Records from a data source =
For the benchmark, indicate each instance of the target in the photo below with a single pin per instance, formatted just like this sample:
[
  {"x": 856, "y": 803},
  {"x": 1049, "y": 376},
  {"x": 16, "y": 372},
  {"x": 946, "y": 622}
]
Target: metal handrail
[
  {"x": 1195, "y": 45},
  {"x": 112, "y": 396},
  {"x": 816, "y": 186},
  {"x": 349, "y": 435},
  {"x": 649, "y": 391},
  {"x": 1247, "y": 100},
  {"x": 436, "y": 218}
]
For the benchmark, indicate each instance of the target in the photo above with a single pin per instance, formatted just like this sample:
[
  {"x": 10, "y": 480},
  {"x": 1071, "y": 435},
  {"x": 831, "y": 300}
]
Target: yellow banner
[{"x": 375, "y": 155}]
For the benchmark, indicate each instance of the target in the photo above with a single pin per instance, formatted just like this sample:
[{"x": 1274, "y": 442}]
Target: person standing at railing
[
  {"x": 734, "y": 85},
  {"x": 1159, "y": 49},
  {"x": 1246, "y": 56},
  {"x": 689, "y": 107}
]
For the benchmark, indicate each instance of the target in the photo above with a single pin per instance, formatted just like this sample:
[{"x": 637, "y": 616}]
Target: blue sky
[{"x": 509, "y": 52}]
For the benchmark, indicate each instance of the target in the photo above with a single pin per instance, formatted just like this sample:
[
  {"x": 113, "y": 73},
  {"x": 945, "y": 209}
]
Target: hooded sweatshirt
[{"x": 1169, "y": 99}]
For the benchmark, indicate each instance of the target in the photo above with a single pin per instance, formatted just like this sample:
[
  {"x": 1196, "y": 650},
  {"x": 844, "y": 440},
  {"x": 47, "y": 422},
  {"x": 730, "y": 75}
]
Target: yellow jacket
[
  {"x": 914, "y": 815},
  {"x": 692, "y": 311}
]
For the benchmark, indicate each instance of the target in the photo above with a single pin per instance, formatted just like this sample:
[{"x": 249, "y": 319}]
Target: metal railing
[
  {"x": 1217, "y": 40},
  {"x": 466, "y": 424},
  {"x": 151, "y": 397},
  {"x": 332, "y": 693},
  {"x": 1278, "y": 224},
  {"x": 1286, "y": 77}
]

Written problem =
Pull out each record as written and restate it exactly.

Result of the task =
For the benchmark, indicate each instance of the target in the photo below with a single pin per instance, formatted just like this sample:
[
  {"x": 856, "y": 803},
  {"x": 1049, "y": 376},
  {"x": 16, "y": 372},
  {"x": 946, "y": 622}
]
Target: metal handrail
[
  {"x": 1195, "y": 45},
  {"x": 112, "y": 396},
  {"x": 816, "y": 186},
  {"x": 349, "y": 435},
  {"x": 649, "y": 391},
  {"x": 1247, "y": 100},
  {"x": 436, "y": 218}
]
For the benchmark, indicate each instance of the target in the photo above with a single pin per instance, formatted just like this sample:
[
  {"x": 10, "y": 480},
  {"x": 1071, "y": 435},
  {"x": 831, "y": 300}
]
Target: yellow banner
[{"x": 375, "y": 155}]
For the benchmark, indicate each instance of the target in the photo above with a single pin per instance, formatted just like this sample:
[{"x": 1274, "y": 442}]
Target: person standing at railing
[
  {"x": 734, "y": 85},
  {"x": 1159, "y": 49},
  {"x": 1246, "y": 56},
  {"x": 689, "y": 107}
]
For the benchmark, indicate each instance of the target in the photo above with a single pin per instance, formatted just like this sample:
[{"x": 637, "y": 616}]
Target: blue sky
[{"x": 509, "y": 52}]
For the benchmark, indicate each instance of the target in the photo above with a single pin per instance, formatted just like this sample:
[
  {"x": 113, "y": 73},
  {"x": 945, "y": 209}
]
Target: hooded sweatshirt
[{"x": 1169, "y": 99}]
For the benchmark, indicate each instance of the target in the photo above with a single pin per instance, formatted just like this sample:
[
  {"x": 1196, "y": 650},
  {"x": 844, "y": 440},
  {"x": 47, "y": 422},
  {"x": 730, "y": 75}
]
Target: yellow jacket
[
  {"x": 914, "y": 815},
  {"x": 692, "y": 311}
]
For the benchmark, indicate each instance of the target in the photo above with a single pin per instance, formatted just like this sample:
[{"x": 249, "y": 319}]
Target: metal railing
[
  {"x": 1217, "y": 40},
  {"x": 466, "y": 424},
  {"x": 151, "y": 397},
  {"x": 332, "y": 693},
  {"x": 1278, "y": 224},
  {"x": 1286, "y": 77}
]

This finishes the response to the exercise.